■ SUPPLIED DATA
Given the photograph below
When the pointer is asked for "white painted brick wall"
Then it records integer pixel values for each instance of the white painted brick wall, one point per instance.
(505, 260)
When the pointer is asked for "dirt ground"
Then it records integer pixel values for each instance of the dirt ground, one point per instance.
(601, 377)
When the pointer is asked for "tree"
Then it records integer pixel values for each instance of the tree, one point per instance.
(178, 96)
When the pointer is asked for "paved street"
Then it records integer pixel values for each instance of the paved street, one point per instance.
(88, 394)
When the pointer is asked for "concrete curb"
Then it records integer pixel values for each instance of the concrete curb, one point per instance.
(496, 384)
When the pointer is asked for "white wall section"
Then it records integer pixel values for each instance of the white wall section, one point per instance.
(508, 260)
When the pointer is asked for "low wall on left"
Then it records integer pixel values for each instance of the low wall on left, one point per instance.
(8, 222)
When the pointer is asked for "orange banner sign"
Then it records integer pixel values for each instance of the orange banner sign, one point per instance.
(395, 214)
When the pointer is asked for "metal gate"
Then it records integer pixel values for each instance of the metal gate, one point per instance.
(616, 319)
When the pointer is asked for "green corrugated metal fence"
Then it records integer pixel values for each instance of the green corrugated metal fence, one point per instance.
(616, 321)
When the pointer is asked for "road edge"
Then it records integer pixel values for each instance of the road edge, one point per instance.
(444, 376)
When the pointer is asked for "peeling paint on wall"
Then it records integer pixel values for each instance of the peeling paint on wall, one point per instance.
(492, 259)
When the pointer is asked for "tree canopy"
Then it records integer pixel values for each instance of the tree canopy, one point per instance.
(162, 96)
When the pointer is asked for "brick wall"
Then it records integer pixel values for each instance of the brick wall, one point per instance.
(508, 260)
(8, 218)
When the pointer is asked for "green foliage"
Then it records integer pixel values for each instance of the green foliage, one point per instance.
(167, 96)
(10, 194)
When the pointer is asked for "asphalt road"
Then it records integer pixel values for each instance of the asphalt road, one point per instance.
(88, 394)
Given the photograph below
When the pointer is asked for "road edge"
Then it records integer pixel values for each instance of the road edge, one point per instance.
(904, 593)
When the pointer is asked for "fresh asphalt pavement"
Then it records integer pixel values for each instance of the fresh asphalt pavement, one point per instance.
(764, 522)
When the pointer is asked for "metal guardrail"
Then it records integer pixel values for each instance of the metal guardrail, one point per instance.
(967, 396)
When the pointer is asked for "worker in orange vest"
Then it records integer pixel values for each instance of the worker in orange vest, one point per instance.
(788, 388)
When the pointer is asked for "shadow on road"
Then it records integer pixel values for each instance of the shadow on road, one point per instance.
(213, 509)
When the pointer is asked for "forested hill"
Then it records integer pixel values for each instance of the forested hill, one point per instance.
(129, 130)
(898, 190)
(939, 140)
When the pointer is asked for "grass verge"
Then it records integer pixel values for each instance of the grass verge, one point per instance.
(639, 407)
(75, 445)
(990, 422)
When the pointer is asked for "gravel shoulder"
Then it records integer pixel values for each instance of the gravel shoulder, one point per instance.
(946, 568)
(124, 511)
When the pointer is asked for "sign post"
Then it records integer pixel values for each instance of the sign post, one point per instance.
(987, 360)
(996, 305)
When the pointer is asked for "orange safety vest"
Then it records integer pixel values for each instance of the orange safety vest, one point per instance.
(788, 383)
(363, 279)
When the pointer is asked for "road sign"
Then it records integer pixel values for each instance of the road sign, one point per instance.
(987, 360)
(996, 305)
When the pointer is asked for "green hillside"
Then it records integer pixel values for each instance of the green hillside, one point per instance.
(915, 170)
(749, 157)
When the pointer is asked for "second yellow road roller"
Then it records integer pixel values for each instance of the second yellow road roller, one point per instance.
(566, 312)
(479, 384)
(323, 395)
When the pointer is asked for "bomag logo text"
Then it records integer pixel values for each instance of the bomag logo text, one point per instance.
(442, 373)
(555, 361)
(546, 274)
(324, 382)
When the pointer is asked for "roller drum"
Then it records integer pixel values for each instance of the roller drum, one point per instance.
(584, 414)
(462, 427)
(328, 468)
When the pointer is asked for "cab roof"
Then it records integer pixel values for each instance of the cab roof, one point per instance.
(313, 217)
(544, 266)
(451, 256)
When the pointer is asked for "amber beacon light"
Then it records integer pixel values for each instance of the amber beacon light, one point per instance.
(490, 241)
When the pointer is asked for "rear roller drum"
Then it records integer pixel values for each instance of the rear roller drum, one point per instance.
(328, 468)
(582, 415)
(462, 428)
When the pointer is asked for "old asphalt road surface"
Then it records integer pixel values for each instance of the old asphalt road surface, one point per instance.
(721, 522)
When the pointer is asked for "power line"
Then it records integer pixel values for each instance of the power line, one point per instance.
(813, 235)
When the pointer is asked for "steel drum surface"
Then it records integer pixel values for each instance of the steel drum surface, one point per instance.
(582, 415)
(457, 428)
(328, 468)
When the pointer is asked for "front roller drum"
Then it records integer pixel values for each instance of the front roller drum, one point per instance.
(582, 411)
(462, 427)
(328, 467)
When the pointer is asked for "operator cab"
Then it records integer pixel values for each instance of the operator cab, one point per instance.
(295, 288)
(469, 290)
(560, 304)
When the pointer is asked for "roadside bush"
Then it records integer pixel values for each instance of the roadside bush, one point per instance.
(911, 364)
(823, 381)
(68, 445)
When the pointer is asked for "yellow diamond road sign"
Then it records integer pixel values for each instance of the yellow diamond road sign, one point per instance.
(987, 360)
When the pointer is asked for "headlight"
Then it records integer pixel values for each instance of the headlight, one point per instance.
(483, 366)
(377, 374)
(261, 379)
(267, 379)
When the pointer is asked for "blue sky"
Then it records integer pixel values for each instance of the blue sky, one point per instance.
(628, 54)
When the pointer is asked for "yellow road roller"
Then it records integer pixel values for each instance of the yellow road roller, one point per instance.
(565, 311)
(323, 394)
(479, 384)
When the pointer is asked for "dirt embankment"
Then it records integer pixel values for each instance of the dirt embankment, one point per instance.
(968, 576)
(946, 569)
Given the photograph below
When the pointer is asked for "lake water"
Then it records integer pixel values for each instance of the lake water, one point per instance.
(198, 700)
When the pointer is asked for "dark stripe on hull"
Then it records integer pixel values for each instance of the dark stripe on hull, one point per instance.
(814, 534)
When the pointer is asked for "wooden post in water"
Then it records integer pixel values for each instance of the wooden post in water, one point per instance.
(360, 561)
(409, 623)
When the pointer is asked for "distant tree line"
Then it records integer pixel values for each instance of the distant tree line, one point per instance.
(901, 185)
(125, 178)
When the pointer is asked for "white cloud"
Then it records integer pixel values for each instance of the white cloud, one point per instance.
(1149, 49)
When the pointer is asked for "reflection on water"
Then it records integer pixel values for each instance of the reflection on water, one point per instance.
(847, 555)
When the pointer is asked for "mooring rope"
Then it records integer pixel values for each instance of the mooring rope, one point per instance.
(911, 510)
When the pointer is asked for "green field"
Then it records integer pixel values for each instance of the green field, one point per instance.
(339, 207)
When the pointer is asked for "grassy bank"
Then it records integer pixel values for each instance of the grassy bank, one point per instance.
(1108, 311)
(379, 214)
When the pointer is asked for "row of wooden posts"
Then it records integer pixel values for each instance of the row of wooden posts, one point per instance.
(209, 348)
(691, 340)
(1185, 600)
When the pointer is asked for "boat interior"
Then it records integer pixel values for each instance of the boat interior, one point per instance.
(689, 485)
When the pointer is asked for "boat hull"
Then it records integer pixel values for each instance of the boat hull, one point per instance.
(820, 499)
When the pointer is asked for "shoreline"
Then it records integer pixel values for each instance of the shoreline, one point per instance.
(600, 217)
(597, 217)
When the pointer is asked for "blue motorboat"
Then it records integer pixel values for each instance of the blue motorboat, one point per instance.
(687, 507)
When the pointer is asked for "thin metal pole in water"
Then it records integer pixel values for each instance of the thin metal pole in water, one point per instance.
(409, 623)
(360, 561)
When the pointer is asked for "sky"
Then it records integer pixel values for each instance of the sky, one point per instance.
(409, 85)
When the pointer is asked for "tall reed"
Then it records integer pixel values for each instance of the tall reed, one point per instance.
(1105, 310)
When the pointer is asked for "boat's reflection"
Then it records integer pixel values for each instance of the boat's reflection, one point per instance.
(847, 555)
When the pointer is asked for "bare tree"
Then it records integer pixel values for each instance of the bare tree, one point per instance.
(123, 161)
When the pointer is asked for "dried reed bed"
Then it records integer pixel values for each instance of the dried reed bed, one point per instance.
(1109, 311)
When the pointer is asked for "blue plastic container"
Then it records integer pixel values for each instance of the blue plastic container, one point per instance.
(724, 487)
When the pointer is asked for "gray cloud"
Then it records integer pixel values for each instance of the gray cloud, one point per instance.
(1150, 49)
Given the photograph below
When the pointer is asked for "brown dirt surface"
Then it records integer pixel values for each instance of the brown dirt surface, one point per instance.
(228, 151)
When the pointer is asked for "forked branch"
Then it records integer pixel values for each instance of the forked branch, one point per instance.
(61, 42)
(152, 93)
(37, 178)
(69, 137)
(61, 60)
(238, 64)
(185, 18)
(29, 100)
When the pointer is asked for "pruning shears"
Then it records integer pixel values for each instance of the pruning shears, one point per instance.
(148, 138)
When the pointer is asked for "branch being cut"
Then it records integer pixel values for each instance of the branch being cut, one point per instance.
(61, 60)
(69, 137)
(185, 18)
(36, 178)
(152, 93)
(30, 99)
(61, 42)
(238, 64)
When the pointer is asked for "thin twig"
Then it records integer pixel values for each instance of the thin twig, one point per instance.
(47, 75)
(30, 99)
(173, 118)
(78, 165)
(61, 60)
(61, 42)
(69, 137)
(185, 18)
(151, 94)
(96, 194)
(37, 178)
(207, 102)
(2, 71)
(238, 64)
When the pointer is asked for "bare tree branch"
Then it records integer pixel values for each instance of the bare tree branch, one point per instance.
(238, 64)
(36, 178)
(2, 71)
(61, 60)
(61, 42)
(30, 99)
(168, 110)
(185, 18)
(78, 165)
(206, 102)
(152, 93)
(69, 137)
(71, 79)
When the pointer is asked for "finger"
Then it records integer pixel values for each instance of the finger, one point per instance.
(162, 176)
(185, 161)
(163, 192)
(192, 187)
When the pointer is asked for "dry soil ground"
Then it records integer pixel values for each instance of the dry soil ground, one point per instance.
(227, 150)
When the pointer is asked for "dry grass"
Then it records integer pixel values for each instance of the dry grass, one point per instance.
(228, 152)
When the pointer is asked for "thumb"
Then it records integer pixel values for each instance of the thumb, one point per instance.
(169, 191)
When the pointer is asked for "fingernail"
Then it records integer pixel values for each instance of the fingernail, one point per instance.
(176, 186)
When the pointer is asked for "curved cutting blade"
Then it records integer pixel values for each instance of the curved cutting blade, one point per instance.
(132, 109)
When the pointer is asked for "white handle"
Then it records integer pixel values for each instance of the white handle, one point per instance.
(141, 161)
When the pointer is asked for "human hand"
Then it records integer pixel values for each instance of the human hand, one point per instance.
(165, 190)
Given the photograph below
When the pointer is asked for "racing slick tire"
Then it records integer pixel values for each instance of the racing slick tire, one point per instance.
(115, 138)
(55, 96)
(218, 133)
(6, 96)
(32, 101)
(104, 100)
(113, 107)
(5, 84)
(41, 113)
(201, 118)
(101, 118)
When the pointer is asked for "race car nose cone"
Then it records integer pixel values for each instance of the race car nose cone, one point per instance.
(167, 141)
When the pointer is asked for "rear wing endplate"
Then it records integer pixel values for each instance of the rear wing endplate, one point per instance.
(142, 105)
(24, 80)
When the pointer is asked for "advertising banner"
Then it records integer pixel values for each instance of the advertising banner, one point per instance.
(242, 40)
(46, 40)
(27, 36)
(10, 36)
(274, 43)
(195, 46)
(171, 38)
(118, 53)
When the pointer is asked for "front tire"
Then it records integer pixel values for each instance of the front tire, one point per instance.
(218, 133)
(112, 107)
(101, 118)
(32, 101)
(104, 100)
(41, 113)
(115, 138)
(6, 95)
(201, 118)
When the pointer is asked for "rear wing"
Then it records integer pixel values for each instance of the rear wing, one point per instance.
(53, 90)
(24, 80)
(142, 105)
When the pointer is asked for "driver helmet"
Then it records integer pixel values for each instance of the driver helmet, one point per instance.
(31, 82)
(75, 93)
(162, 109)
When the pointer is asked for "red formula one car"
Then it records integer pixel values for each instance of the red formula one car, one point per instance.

■ TO DO
Locate each line above that contains the word "bare" and copy those lines out unchanged.

■ SOLUTION FOR THIS EXERCISE
When the pointer is asked for "bare tree"
Then it records integer pixel values for each instance of the bare tree, one point per instance.
When the pointer is asked for "bare tree branch"
Then it records integer pixel values for each instance of the bare tree branch, one point per instance.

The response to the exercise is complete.